Given request: Update the rows starting at the line that contains "If you could mark the black plastic" and stopping after the line that contains "(1181, 364)", with "police belt" replaced by "duty belt" and everything else left unchanged.

Source material:

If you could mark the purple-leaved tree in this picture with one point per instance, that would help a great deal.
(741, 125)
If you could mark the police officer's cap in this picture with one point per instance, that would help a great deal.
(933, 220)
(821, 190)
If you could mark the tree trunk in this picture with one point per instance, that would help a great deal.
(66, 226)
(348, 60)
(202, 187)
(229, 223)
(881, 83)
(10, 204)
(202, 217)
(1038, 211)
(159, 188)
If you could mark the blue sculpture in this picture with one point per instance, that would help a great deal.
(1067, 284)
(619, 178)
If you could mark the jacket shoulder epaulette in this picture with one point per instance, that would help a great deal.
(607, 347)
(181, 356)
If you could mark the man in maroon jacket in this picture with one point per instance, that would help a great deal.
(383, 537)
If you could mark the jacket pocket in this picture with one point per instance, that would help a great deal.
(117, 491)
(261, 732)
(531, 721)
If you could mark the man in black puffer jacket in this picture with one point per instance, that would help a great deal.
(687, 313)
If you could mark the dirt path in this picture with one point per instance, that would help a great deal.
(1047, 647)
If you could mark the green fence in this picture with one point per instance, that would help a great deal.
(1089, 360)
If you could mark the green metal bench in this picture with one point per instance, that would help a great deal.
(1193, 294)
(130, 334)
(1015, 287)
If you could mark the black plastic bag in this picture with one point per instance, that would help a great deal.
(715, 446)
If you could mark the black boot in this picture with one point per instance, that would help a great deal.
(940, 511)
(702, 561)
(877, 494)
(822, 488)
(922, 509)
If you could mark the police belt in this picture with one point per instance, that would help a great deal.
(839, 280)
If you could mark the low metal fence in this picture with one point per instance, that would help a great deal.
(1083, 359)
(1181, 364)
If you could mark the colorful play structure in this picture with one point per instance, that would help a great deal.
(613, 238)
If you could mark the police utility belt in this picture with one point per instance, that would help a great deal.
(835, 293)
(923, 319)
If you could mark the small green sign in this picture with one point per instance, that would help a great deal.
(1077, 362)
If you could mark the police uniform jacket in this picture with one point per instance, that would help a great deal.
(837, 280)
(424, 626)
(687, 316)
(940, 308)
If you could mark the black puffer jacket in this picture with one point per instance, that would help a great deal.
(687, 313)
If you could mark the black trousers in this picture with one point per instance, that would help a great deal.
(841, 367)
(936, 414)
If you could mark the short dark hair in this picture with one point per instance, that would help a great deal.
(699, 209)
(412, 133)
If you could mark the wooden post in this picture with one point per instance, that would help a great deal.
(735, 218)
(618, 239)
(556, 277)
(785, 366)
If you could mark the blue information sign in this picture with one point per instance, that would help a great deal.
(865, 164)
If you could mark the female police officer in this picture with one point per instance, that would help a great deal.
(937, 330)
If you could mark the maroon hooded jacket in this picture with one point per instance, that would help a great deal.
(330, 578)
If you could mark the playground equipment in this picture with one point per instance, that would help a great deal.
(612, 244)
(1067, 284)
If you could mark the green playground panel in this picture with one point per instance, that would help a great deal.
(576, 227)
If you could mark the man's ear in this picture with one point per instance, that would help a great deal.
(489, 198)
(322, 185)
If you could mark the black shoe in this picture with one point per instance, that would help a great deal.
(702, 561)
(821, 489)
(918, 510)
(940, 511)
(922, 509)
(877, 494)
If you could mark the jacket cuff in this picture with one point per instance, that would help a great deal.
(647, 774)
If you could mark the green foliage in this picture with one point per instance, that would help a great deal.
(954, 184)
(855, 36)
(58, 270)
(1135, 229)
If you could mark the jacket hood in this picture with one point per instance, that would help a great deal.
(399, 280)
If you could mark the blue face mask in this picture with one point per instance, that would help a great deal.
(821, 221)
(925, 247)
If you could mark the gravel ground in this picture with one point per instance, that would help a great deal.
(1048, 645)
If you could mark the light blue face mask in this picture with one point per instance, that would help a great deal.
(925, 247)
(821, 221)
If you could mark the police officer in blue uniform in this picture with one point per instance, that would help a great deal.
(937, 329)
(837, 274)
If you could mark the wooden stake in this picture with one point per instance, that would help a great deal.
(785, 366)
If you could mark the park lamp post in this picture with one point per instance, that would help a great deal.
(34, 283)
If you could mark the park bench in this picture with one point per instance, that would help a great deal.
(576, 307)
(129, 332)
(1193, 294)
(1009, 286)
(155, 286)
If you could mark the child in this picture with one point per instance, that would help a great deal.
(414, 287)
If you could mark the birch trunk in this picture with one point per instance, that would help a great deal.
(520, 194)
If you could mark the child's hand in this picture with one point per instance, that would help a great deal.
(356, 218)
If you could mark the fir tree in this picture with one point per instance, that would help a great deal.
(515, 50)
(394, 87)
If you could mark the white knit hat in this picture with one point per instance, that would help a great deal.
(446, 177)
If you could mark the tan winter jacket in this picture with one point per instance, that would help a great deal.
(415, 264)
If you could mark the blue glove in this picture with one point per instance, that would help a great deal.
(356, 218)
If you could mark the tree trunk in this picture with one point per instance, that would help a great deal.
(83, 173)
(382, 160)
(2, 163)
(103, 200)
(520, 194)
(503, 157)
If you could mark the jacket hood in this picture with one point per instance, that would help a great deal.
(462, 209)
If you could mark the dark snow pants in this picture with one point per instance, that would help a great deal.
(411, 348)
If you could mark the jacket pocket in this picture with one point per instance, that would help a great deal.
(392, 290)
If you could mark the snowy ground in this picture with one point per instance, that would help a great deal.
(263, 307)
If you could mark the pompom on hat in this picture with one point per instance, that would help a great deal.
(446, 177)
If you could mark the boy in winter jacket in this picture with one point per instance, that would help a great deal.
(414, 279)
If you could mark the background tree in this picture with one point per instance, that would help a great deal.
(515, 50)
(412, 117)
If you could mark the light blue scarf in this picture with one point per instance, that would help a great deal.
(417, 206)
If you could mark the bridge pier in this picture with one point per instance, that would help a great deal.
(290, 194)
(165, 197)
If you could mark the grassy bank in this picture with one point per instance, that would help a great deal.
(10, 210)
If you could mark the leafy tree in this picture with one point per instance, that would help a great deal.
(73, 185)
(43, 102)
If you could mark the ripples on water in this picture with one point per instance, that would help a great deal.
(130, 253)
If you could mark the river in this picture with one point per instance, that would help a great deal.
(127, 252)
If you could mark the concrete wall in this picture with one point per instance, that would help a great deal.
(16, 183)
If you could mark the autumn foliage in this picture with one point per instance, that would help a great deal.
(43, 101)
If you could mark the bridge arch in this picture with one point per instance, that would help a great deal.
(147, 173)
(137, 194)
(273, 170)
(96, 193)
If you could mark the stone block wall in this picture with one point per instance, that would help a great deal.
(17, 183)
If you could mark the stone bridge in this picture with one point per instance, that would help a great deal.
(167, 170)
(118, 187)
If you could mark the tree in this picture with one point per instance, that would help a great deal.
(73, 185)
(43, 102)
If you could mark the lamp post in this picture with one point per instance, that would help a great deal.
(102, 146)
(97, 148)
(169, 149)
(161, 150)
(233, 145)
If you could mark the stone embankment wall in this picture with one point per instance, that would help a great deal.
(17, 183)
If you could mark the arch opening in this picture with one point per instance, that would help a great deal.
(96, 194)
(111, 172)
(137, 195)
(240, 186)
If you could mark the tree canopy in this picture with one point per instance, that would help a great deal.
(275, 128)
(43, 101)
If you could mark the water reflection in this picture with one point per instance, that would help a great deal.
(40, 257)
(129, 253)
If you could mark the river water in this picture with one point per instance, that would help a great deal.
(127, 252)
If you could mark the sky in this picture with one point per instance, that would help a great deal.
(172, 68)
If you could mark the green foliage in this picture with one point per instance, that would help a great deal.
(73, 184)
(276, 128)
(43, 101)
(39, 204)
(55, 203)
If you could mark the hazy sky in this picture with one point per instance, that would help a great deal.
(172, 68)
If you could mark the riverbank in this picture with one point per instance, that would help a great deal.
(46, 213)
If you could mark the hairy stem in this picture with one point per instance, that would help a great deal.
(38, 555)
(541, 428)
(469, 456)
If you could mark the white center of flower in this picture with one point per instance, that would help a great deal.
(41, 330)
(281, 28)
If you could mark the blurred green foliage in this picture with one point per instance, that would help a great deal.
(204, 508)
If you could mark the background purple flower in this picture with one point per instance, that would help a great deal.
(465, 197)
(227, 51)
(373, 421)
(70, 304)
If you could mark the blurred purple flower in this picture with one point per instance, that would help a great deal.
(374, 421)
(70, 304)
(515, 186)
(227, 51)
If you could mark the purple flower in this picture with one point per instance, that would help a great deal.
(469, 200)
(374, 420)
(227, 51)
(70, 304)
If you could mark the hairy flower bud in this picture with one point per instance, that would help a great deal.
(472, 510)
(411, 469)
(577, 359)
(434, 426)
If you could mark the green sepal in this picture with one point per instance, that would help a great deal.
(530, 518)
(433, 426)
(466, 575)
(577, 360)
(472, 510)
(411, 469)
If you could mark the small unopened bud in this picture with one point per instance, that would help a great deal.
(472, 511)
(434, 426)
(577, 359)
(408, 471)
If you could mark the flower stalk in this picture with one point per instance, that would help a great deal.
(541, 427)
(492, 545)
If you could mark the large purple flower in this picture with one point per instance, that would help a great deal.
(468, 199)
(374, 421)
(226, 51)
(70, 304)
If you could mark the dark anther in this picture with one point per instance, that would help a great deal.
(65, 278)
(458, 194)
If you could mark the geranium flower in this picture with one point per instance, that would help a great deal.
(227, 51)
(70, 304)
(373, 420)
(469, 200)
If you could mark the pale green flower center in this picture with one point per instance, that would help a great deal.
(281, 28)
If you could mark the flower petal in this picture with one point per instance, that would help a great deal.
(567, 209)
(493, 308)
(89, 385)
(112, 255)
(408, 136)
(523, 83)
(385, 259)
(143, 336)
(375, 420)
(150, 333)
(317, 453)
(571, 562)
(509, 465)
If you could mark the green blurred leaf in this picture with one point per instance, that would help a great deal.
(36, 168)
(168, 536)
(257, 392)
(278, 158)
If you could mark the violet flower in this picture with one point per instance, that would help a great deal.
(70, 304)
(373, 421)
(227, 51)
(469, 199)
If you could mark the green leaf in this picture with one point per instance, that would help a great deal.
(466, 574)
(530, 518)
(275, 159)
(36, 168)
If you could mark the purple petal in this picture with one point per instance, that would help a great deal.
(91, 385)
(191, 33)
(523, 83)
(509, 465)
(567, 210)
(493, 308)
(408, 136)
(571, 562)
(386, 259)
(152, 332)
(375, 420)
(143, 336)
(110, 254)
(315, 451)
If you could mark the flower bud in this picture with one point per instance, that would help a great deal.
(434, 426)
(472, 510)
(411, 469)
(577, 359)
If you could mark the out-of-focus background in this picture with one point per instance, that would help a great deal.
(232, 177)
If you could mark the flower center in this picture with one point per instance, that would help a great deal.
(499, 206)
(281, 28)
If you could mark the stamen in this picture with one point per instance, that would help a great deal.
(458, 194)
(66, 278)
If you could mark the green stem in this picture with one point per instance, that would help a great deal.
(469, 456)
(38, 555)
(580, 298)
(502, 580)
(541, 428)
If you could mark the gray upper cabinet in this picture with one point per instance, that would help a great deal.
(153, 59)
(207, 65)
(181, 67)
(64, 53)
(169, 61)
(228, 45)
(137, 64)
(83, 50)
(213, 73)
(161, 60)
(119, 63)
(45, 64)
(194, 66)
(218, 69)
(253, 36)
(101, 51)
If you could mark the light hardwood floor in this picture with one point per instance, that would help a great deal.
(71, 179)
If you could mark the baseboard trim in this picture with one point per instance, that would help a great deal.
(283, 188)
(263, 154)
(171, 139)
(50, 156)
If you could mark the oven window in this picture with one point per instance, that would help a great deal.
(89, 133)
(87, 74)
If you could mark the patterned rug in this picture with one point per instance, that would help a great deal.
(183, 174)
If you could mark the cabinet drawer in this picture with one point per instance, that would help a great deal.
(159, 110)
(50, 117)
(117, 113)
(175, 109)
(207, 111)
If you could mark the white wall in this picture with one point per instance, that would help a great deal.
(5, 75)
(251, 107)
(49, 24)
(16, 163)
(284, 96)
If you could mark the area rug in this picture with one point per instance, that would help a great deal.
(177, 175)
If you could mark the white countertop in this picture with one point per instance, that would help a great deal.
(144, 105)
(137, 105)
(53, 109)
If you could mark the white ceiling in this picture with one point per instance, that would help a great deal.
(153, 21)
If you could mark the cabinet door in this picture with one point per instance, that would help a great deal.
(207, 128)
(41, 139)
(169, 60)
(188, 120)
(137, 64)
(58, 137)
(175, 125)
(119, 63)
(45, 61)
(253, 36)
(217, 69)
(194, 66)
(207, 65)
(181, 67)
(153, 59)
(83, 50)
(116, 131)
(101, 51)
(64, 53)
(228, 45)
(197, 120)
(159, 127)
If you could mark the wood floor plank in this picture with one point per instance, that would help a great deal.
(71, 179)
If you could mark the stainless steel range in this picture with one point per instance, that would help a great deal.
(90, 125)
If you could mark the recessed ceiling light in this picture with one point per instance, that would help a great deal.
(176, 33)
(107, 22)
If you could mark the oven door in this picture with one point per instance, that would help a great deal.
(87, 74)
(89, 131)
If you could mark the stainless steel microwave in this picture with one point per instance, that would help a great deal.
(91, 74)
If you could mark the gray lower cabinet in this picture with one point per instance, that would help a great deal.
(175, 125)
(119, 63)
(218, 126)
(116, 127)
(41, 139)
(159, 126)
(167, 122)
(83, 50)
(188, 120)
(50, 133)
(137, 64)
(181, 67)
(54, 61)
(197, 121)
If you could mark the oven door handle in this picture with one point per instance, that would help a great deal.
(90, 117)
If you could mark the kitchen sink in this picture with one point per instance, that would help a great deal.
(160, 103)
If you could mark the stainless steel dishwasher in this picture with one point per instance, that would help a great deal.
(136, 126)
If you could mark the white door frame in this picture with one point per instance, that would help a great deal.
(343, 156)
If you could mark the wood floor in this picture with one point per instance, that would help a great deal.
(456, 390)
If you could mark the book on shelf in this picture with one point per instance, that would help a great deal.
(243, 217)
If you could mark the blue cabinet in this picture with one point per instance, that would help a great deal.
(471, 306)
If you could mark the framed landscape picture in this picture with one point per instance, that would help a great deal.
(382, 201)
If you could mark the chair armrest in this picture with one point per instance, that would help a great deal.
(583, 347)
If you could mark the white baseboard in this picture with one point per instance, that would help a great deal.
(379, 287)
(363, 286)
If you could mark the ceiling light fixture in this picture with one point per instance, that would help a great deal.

Response:
If you could mark the black plastic bag in this picture with one point per instance, that would help a great deal.
(715, 446)
If you could mark the black boot in this picture with one point per instance, that would help a great deal.
(940, 511)
(702, 561)
(877, 494)
(822, 488)
(922, 509)
If you could mark the duty belt in this picture with one point per instance, that would help a great deal.
(839, 280)
If you could mark the low metal fence in this picture with one point per instance, that would help a great deal.
(1083, 359)
(1181, 364)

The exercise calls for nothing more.